* [SUPPLIED RECORDS]:
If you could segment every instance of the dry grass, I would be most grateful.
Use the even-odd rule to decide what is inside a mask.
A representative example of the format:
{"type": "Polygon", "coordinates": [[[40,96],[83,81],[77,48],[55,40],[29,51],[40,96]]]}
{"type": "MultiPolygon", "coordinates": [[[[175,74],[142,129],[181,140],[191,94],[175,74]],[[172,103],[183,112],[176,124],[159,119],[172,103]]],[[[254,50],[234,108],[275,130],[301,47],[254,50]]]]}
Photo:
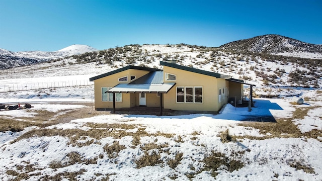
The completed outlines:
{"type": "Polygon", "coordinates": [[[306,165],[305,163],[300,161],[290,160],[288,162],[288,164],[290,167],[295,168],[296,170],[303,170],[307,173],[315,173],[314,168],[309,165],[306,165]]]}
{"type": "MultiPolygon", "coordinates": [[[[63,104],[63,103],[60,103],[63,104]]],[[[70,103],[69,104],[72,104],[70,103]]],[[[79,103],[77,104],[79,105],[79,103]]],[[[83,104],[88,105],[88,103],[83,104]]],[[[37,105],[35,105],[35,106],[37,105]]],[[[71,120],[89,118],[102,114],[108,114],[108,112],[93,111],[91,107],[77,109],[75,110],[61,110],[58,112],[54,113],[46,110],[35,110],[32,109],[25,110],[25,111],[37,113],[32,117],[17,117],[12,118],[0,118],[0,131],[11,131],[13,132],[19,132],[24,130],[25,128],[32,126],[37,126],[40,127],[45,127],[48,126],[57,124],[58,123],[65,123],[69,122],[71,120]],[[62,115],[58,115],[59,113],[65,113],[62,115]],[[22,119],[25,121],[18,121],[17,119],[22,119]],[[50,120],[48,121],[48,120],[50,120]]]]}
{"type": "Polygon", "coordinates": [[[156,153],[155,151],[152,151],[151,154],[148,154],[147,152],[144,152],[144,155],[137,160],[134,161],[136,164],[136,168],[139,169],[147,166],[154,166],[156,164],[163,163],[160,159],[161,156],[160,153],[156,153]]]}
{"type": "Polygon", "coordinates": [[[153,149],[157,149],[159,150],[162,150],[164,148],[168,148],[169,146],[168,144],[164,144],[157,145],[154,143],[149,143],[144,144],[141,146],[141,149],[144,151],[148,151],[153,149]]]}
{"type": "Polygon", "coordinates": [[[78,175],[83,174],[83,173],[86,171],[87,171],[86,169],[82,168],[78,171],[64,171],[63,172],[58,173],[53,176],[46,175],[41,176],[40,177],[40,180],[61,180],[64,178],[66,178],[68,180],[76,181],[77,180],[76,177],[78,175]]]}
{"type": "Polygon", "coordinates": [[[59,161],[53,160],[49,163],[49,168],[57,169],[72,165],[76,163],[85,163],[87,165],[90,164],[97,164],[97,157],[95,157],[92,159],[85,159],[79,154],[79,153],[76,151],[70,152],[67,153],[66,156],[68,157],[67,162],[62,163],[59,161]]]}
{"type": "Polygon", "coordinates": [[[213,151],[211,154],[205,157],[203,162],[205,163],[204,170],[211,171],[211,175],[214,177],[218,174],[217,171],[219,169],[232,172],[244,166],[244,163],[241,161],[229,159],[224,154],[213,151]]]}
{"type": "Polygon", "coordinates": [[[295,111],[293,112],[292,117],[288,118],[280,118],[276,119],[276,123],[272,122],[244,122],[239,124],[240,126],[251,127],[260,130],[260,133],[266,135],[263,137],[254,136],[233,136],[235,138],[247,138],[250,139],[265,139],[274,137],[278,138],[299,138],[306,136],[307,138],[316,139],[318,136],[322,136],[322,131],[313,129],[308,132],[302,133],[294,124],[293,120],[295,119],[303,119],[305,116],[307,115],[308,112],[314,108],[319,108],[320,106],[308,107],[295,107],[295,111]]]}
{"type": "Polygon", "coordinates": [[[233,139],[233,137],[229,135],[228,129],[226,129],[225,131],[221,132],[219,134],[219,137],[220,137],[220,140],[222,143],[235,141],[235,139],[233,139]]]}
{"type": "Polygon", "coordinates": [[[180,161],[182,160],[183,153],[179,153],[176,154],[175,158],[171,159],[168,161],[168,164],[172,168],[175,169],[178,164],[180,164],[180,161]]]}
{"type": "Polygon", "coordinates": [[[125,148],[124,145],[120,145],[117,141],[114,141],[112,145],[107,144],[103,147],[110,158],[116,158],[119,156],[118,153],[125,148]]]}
--
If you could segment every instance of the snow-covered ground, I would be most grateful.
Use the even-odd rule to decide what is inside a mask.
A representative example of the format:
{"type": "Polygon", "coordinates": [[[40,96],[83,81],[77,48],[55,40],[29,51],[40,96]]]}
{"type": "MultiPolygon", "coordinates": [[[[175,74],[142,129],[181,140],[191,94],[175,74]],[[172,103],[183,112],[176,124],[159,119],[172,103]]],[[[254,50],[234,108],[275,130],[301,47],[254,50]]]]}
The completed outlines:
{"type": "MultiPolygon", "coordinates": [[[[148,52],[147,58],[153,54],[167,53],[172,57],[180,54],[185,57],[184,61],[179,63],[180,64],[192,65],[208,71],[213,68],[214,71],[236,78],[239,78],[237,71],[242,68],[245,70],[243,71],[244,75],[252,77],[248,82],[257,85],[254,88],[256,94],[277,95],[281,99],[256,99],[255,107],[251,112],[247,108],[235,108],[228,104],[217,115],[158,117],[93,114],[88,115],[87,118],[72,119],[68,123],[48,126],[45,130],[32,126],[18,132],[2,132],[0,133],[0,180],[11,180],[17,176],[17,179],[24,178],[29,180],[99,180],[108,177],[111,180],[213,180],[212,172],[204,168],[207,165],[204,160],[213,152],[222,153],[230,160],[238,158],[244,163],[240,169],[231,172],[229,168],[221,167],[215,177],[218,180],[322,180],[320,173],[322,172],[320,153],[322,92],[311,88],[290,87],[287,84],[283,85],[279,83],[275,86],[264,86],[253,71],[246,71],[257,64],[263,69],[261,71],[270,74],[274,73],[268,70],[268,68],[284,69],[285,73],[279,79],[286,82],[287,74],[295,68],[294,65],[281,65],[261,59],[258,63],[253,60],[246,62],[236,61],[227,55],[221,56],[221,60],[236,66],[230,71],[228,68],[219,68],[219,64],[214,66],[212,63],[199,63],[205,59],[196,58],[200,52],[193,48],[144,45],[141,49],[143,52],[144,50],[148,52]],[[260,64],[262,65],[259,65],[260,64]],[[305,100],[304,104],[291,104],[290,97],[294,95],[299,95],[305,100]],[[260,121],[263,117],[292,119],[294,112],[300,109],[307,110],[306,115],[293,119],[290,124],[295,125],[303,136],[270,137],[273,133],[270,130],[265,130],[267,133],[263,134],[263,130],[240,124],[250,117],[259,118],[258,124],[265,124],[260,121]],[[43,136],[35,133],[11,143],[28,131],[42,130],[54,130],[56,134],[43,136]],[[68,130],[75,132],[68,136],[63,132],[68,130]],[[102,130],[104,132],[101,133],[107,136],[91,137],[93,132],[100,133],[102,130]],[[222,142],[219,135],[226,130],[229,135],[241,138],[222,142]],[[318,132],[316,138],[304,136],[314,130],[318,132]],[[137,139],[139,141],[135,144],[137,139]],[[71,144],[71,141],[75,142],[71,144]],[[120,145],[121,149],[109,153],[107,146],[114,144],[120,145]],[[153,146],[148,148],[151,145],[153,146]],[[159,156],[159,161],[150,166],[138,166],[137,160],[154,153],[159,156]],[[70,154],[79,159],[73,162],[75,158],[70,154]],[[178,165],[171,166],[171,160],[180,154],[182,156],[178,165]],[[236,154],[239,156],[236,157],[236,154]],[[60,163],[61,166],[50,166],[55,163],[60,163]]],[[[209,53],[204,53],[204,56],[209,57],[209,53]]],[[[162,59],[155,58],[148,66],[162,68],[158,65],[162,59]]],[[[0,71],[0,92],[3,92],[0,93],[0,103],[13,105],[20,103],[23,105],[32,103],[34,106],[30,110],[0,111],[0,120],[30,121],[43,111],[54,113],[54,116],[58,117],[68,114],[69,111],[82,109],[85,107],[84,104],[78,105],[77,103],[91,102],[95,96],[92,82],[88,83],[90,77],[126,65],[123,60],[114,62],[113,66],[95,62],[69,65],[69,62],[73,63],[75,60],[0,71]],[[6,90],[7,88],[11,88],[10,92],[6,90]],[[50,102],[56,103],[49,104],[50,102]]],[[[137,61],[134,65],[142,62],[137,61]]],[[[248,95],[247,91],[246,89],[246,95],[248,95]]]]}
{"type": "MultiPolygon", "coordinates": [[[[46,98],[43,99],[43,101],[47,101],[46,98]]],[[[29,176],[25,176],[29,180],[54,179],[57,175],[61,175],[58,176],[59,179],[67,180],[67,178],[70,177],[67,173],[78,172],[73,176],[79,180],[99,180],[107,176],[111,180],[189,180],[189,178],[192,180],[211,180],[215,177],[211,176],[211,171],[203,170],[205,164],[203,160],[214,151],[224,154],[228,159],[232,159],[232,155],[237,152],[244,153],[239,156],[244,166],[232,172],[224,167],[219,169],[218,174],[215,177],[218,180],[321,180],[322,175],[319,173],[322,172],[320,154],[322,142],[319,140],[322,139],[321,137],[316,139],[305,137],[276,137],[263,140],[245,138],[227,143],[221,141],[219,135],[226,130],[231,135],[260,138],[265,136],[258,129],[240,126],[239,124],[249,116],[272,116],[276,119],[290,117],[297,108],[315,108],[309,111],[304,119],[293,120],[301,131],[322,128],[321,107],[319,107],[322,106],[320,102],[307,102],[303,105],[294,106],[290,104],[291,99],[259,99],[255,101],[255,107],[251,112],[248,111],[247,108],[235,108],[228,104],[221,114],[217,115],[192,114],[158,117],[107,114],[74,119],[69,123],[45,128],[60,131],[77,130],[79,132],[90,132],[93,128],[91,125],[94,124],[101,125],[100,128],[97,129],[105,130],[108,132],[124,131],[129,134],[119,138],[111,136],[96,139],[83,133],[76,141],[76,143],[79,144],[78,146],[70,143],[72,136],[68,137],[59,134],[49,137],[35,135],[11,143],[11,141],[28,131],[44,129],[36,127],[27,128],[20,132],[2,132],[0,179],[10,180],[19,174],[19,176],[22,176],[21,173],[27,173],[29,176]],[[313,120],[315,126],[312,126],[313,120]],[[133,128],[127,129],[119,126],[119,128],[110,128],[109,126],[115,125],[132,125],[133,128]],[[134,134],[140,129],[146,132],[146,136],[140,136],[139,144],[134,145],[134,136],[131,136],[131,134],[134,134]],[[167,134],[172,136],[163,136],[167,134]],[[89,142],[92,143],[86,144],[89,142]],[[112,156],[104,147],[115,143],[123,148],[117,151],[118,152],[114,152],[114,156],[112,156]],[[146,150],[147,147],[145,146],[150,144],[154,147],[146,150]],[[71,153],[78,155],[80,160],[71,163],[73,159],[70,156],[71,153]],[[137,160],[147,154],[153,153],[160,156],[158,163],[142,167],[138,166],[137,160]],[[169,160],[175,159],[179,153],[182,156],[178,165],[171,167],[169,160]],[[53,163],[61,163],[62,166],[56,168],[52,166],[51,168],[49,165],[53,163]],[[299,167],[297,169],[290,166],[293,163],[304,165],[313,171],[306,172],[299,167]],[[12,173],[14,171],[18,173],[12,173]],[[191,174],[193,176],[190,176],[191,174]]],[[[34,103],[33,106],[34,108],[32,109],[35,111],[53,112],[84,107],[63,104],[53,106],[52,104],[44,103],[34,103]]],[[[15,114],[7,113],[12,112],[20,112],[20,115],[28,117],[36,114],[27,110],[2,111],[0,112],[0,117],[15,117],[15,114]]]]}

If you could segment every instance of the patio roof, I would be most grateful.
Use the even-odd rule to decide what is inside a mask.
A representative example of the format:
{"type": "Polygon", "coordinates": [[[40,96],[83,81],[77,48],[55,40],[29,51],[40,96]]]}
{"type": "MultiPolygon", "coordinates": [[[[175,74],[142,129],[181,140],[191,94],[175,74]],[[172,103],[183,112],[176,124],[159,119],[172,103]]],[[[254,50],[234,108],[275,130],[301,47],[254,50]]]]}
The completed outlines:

* [WHAT THE TASK ASKS]:
From the blocks above, gather every line that contains the word "instance" and copy each one out in full.

* [CORRECT ANSWER]:
If you could segment every instance of the dry grass, I would be most grateful.
If you could segment every instance of the snow-covered ground, I would be most grateful.
If you could segment every instance of the patio roof, I would be most grateful.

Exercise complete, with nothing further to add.